--- Objective ---
Every line from the one containing "Target: black picture frame" to the final line of the material below must be reproduced exactly; leave out all other lines.

+ + + +

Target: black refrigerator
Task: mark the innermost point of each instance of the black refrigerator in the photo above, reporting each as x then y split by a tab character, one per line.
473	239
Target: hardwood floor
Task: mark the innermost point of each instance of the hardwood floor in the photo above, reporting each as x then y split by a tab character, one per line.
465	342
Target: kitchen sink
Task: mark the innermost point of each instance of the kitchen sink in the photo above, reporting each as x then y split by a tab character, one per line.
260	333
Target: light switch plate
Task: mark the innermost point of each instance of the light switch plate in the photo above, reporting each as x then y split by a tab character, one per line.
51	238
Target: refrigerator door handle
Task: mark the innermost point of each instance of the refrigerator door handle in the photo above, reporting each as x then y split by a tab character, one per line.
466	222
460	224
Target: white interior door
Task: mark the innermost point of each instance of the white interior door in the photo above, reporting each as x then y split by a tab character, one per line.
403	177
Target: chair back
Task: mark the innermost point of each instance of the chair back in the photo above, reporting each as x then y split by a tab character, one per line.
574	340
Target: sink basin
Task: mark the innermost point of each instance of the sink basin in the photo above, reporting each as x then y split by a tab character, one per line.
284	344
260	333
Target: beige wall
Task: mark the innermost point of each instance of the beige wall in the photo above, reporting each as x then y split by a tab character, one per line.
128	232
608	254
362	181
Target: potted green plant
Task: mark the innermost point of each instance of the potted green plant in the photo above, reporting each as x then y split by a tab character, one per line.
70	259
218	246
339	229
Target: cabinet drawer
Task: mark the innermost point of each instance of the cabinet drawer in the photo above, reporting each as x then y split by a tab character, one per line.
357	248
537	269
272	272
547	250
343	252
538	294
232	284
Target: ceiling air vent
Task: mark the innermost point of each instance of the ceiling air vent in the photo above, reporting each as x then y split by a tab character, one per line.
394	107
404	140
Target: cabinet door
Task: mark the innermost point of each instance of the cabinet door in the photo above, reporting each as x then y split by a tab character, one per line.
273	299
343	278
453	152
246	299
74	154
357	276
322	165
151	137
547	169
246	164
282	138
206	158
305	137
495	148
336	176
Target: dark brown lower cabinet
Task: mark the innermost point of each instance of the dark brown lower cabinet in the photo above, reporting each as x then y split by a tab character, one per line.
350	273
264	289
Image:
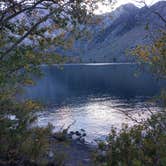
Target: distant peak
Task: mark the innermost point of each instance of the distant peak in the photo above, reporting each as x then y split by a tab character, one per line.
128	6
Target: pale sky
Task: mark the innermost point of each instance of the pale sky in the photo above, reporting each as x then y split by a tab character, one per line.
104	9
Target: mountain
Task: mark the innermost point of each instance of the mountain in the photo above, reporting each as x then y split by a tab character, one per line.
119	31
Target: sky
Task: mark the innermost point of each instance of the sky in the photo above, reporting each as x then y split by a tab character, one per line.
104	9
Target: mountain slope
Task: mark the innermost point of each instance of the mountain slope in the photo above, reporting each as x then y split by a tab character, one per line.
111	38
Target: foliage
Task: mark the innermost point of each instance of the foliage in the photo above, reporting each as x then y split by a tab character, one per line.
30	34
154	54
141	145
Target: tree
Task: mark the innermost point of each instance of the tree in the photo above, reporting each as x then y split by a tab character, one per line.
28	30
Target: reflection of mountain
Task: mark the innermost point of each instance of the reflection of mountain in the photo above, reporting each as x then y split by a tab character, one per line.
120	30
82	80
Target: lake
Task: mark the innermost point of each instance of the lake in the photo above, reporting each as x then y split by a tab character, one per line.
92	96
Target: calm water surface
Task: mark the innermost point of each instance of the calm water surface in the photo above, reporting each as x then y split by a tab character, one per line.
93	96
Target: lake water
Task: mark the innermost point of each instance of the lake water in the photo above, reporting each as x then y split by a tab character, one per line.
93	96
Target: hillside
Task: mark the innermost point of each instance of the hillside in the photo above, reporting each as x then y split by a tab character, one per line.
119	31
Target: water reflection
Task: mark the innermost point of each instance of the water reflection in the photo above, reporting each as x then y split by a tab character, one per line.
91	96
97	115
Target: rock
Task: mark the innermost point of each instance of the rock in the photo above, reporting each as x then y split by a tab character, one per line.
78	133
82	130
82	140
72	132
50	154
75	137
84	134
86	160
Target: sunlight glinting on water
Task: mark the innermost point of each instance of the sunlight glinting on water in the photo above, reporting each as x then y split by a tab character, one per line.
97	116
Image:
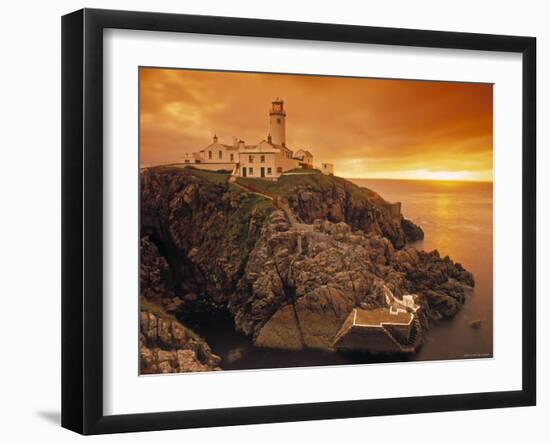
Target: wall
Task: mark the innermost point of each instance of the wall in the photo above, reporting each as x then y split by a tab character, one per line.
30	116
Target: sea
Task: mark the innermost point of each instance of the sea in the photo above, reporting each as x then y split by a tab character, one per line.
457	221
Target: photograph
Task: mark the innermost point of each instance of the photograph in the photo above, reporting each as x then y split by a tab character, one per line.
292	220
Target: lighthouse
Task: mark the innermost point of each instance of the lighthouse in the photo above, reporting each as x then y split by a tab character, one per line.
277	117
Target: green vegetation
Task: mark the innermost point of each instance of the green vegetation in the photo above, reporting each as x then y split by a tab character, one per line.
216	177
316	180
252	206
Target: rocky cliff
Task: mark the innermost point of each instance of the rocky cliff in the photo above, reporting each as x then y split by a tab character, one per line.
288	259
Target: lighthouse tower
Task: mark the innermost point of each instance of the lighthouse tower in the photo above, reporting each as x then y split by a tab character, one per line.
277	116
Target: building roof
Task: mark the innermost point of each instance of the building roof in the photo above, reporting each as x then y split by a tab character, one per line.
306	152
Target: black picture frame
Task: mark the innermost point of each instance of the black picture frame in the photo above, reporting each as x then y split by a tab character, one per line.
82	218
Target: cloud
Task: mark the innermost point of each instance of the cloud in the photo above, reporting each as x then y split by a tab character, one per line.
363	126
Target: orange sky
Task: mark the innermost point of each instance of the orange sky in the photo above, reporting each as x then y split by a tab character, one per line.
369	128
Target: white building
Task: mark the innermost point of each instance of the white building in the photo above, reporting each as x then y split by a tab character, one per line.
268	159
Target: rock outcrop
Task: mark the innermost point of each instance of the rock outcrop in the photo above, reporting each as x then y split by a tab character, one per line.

+ + + +

--- Written answer ---
Target: black picture frame
Task: mark the innermost point of each instance of the black picture frame in the photo above, reporting each as x then y split by a tab character, one per line.
82	218
Target: cloud
Task: mark the innermost point of each instance of the cloud in the photo above, reporting each as x then y split by a tab character, one per line.
363	126
Target: orange sky
Task: mark the innermost point of each instance of the orange sky in the photo above, reporting each as x then y split by a tab character, one per line.
369	128
Target: white building
Task: mark the innermost point of each instance of the white building in the photo above, reporting each as x then y split by a tab character, one per line.
268	159
Target: rock outcrop
Task: mark the innermost point of each instance of the rock outcrop in the photo above, reporting each as x then y split by a tab character, one per line.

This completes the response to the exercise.